Point placement entries:
------------------------------------
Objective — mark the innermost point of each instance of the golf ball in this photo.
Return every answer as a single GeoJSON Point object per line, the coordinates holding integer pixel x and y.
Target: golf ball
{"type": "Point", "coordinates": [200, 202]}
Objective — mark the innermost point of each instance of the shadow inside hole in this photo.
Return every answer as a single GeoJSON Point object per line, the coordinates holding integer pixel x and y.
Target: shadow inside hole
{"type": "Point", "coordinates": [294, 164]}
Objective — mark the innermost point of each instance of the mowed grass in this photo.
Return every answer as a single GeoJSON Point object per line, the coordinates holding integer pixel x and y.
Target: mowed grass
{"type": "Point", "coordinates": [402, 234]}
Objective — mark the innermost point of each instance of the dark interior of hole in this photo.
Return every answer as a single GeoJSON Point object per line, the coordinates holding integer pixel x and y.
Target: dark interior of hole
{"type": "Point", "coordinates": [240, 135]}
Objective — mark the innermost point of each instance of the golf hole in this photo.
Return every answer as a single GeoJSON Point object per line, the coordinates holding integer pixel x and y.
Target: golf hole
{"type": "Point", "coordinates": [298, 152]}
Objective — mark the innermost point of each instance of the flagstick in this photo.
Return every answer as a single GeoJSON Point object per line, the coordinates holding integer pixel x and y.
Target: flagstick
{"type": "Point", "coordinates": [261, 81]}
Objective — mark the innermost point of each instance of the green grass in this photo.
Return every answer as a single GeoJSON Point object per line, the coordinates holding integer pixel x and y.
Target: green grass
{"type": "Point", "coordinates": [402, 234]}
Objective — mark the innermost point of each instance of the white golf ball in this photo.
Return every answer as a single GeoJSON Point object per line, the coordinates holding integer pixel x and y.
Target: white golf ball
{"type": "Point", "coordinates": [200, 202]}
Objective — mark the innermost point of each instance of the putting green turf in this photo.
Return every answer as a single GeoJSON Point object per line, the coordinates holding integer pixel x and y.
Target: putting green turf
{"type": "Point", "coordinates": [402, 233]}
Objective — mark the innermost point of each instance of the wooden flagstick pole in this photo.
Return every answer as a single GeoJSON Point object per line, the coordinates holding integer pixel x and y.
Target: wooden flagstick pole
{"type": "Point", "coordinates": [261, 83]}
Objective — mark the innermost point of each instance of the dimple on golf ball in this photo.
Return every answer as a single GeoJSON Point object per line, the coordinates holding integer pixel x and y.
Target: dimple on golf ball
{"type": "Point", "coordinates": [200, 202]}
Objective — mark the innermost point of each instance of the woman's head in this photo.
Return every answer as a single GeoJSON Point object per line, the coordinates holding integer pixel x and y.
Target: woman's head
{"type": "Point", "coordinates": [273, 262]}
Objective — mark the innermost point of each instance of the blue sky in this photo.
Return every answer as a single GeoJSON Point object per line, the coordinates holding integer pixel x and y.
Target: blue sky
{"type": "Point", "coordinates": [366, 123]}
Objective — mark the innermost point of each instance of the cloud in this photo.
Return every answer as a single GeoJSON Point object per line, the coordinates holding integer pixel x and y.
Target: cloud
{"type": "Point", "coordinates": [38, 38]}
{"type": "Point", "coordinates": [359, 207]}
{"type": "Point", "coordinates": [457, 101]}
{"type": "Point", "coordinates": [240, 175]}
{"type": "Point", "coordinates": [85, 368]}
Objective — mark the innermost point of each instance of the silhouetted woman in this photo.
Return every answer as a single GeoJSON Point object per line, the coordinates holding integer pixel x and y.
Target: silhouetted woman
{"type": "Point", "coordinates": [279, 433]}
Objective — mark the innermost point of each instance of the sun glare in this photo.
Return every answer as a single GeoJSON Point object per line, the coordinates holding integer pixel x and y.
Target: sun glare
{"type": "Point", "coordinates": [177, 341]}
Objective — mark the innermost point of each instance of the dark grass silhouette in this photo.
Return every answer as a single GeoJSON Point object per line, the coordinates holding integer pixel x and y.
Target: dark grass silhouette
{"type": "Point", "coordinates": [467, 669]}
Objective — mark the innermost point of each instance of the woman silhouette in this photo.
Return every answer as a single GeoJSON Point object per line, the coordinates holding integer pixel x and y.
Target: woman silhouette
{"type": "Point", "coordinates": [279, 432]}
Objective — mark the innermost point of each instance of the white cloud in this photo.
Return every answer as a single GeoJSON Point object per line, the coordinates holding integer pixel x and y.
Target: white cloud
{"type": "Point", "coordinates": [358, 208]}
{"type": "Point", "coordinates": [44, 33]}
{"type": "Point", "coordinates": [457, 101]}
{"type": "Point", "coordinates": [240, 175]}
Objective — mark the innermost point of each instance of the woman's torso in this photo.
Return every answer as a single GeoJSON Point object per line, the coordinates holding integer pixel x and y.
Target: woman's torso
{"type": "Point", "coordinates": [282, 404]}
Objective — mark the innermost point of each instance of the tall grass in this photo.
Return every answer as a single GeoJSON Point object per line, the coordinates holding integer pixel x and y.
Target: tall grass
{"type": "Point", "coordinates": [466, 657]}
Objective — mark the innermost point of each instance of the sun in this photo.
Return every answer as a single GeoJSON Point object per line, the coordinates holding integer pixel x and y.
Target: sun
------------------------------------
Copy the entries verbatim, starting at the line that contains "tall grass in this photo." and continuing through the final line of the entries, with both ends included.

Objective — mark the innermost point of each instance of the tall grass in this photo.
Return every answer as a single GeoJSON Point object per line, the coordinates holding integer pixel x and y.
Target: tall grass
{"type": "Point", "coordinates": [466, 657]}
Objective — mark the innermost point of each instance of the sun in this photo.
Return every answer as a single GeoJSON Point object per line, the coordinates holding integer pixel x and y.
Target: sun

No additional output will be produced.